Source data:
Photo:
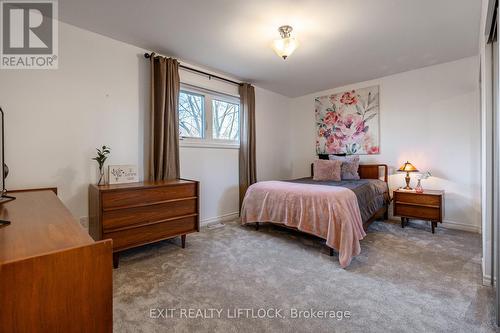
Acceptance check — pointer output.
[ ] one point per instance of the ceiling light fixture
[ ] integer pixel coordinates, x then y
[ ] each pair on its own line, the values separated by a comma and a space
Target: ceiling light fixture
286, 45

Given instruction: Reproduce the material above with every occurrence of "ceiling light fixture" replaced by "overhead lamp", leaving all other wording unchanged. Omit the pictures from your reproduction.

Response to this exercise:
Photo:
Acceptance check — pointer output.
[ ] one point per instance of the overhead lamp
[ ] integer pixel coordinates, x then y
[ ] each pair on its own line, the values separated by a comma and a space
Target: overhead lamp
286, 45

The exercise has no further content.